• [TESTO SELEZIONATO]
I canti del canzoniere “Dio della mia lode” hanno dei riferimenti etnici? Si tratta di più di 500 brani molti dei quali tradotti dall’inglese, altri in latino (Confitemini domino, Magnificat, Miserere, Misericordias Domini, O Christe Domine Jesù, Ostende nobis, Stabat Mater, Te Deum, Ubi Caritas, Veni sancte Spiritus), in ebraico (Evenu Shalom, Qol rinnah wishuah, Talità kum), in greco (Kyrie), in spagnolo (Alabarè, Caminando voy, En el cielo se oye, En la iglesia, Los que esperan en Jesus, Mi mano està llena, Vive Jesus el Senor) dove i riferimenti etnici sono quasi tutti riconducibili al mondo biblico. In “Alabarè” c’è un riferimento all’Italia che “si salverà” (n. 9). In “Alzati e risplendi” (n. 25) sta scritto “verranno da Efa, da Saba e Kedar” rispettivamente dai clan della tribù di Madian, l’Arabia e il Sinai. In “Com’è bello” appaiono l’Ermon e Sion che sono delle montagne della Palestina. In “Come Davide” (n. 67) sta scritto “Teru’ah” che era il grido di battaglia degli ebrei. “Maranathà” (nn. 174-176) è un’espressione aramaica che significa “Signore vieni” (1Cor 16,22). Sarebbe un errore affermare che i termini come “Alleluia, Amen e Osanna” sono espressioni italiane; in realtà sono espressioni semitiche ormai entrate nel lessico comune italiano. Non esiste canto al mondo che non abbia almeno un riferimento “etnico” perché il linguaggio stesso è un elemento culturale che nasce da un popolo con proprie tradizioni e costumi. Se dunque è possibile pregare e cantare in italiano e spagnolo perché non è possibile fare lo stesso in napoletano che “r-accoglie” tutte le suddette lingue?

Un altro esempio di canzoniere “etnico” è “Resuscitò” del CN dove Kiko Arguello tradisce la cultura andalusa che enfatizza il canto solista (chitarra) e una varietà di strumenti di accompagnamento di area mediterranea (flauto, violino, banjo, percussioni, etc.). Kiko è citato come l’unico autore del canzoniere sebbene molti brani sono sfacciatamente copiati da altri compositori (Filippucci, Carlebach). A differenza del canzoniere dell’ArnS, lo scopo del Resuscitò non è quello di divulgare dei canti ma di trasmettere la tradizione orale ricevuta (Introduzione al Resuscitò, Edizioni Fondazione Famiglia di Nazareth, Roma, 2017, p. XV). La costituzione dogmatica “Sacrosanctum concilium”, pur riconoscendo il canto gregoriano come tradizione privilegiata della Chiesa, non esclude altri generi musicali: “si promuova con impegno il canto religioso popolare in modo che nei pii e sacri esercizi, come pure nelle stesse azioni liturgiche, secondo le norme stabilite dalle rubriche, possano risuonare le voci dei fedeli” (SC 6, 118).

• [OBIETTIVO DEL COMPITO]
Rispondi a queste domande sul testo sui canzonieri:
(a) Che cosa significa l'espressione aramaica "Maranathà"?
(b) Quali montagne della Palestina compaiono nel canto "Com'è bello"?
(c) Qual è lo scopo del canzoniere Resuscitò?

• [RECORD FORNITI]
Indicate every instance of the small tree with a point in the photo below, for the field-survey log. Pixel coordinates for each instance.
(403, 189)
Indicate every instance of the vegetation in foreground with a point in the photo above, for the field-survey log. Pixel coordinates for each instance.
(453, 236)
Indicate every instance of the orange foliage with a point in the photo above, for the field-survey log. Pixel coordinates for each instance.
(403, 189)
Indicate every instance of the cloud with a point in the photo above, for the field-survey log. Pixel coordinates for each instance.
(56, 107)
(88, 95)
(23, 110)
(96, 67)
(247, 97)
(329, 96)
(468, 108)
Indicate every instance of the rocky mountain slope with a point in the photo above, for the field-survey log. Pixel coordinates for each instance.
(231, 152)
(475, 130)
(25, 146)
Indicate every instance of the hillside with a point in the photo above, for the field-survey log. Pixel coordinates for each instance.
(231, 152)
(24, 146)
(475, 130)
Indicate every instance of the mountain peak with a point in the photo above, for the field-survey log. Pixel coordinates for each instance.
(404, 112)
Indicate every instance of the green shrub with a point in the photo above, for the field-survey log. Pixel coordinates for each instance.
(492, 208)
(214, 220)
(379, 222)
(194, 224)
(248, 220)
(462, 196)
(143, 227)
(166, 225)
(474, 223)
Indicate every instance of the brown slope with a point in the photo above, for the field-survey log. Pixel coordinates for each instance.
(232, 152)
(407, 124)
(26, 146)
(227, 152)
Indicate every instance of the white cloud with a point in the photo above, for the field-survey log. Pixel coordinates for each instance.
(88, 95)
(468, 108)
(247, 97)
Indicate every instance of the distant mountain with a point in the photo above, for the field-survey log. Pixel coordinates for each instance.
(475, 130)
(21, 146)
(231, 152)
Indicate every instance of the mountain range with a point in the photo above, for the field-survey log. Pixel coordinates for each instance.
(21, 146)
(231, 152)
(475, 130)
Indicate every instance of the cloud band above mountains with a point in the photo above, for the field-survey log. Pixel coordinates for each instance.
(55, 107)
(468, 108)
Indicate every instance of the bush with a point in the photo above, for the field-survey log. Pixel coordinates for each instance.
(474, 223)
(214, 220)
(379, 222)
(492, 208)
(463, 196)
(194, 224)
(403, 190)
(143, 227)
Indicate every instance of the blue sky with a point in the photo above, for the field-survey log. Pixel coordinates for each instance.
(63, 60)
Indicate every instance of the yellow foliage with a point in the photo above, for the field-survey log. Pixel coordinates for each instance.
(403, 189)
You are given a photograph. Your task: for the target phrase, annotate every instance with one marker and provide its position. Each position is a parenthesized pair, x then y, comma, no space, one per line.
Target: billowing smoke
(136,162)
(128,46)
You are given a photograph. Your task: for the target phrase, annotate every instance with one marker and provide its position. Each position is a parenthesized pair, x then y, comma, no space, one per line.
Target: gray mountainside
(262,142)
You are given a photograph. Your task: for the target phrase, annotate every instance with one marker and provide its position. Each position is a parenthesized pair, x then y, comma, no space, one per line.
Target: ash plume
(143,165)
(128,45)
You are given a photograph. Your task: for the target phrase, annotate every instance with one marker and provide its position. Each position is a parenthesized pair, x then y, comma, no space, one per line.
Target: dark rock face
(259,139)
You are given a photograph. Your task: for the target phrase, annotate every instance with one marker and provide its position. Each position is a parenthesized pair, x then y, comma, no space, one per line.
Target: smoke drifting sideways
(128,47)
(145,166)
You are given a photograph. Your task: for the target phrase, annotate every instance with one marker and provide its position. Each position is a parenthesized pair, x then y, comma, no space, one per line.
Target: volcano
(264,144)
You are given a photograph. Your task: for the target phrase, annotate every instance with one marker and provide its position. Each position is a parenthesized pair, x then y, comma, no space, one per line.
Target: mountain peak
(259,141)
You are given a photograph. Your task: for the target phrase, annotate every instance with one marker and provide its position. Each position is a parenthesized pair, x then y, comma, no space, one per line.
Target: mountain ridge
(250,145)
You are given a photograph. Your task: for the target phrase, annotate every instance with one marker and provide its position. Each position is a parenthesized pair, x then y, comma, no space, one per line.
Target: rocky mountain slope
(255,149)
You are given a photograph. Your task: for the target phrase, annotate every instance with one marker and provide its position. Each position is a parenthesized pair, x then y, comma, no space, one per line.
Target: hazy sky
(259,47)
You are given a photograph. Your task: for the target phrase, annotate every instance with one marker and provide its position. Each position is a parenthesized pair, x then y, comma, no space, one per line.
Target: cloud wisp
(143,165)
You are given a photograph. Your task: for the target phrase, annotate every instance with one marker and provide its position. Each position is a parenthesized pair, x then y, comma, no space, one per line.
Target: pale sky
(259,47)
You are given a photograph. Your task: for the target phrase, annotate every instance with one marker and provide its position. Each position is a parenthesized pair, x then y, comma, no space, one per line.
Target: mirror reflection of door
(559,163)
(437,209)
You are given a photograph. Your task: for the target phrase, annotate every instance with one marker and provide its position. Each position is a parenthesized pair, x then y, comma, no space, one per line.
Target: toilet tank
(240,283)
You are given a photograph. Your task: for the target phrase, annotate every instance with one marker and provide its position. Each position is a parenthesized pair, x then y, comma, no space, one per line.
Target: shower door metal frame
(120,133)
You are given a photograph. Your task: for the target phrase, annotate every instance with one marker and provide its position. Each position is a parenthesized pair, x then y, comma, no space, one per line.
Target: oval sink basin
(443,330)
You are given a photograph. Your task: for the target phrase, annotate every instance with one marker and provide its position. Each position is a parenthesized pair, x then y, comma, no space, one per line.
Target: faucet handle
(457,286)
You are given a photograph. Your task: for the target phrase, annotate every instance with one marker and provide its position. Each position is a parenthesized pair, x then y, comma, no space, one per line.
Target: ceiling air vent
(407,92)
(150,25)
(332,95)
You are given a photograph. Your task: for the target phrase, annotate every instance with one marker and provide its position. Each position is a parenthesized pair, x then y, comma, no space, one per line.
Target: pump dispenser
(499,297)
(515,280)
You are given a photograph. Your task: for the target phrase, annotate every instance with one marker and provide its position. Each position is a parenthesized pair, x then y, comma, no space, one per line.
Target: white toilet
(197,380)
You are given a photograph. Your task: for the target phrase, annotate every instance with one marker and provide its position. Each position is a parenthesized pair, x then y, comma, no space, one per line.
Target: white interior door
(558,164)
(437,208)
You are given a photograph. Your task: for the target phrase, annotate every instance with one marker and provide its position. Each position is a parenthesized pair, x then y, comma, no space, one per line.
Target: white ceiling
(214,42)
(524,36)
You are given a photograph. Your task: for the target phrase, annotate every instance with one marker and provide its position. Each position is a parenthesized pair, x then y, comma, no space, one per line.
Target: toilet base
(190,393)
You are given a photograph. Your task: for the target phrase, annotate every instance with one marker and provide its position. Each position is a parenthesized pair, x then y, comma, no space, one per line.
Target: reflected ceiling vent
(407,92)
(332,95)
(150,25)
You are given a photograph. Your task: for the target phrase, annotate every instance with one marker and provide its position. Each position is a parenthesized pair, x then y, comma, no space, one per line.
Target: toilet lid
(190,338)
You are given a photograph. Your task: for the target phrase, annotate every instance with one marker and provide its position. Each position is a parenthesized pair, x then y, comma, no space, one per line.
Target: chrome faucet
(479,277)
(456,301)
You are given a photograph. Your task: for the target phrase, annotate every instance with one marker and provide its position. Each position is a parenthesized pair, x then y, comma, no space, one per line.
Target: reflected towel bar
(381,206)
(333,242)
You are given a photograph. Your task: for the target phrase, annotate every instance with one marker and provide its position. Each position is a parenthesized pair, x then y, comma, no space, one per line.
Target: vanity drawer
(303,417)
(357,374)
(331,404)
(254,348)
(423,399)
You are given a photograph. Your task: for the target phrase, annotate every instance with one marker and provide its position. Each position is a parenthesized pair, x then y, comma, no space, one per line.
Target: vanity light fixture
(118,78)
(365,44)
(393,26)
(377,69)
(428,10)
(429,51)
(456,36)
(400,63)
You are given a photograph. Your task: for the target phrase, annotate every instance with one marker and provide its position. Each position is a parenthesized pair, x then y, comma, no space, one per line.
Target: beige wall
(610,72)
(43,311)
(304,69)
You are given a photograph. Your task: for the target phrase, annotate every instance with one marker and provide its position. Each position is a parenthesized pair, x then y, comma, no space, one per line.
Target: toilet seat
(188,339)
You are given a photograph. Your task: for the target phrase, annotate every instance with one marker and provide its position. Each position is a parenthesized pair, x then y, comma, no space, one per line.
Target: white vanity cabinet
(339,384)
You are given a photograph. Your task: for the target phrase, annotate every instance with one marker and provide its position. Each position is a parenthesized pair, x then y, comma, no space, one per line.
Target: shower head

• [PROBLEMA RISOLTO]
(a) Significa "Signore vieni".
(b) L'Ermon e Sion.
(c) Trasmettere la tradizione orale ricevuta, non divulgare dei canti.